Write the records out again, keeping each line exactly as it is.
..............................
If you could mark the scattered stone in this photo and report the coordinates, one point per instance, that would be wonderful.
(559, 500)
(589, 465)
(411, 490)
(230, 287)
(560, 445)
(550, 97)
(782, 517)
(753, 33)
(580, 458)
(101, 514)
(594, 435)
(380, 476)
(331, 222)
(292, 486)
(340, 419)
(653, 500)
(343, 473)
..............................
▶ _Your solution_
If you could mark the scattered stone in this photo and report the coordinates, one point per instance, that would be wonderful.
(559, 500)
(589, 465)
(411, 490)
(230, 287)
(560, 445)
(550, 97)
(782, 517)
(753, 33)
(580, 458)
(101, 514)
(594, 435)
(380, 476)
(331, 222)
(292, 486)
(340, 419)
(653, 500)
(343, 473)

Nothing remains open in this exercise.